SET PROBLEM: Go through the data and copy every line exactly, but not the images.

INFORMATION SUPPLIED:

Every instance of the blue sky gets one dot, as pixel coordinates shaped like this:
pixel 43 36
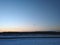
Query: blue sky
pixel 29 13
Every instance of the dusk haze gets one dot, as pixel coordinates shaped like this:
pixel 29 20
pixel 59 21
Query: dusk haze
pixel 29 15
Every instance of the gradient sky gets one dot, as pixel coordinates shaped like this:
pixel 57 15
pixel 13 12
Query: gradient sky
pixel 33 13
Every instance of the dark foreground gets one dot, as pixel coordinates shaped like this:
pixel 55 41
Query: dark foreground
pixel 32 38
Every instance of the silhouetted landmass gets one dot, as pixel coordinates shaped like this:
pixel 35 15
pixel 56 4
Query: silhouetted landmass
pixel 27 33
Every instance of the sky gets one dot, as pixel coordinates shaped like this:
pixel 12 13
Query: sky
pixel 29 15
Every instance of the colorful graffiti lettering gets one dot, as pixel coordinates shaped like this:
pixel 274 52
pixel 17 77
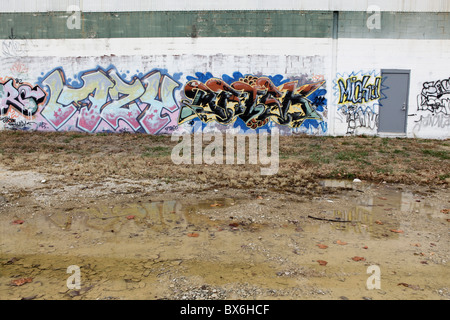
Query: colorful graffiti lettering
pixel 435 97
pixel 357 90
pixel 23 97
pixel 145 103
pixel 357 96
pixel 254 100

IN RESPONSE:
Every instance of the blue sky gets one dot, as pixel coordinates shaped like this:
pixel 43 36
Query: blue sky
pixel 29 13
Every instance of the dusk haze gets one dot, as pixel coordinates shaped like this:
pixel 29 20
pixel 59 21
Query: dusk haze
pixel 29 15
Every instance of the gradient sky gets one dot, as pixel coordinates shaped like this:
pixel 57 15
pixel 13 12
Query: gradient sky
pixel 33 13
Every instance of the dark foreground gets one dot, as pixel coordinates shaped like this:
pixel 55 41
Query: dark foreground
pixel 32 38
Every instance of the silhouetted landmass gets one dot, as pixel coordinates shaped like this:
pixel 35 15
pixel 56 4
Query: silhouetted landmass
pixel 27 33
Every instance of the sky gets one dot, as pixel coordinates shaped like this:
pixel 12 13
Query: sky
pixel 29 15
Every instance of the colorful graffiti lettering gets one dot, as pixel coordinates shaped like this:
pixel 274 52
pixel 17 77
Query: colorful graffiti lettering
pixel 435 97
pixel 357 90
pixel 23 97
pixel 145 103
pixel 357 96
pixel 254 100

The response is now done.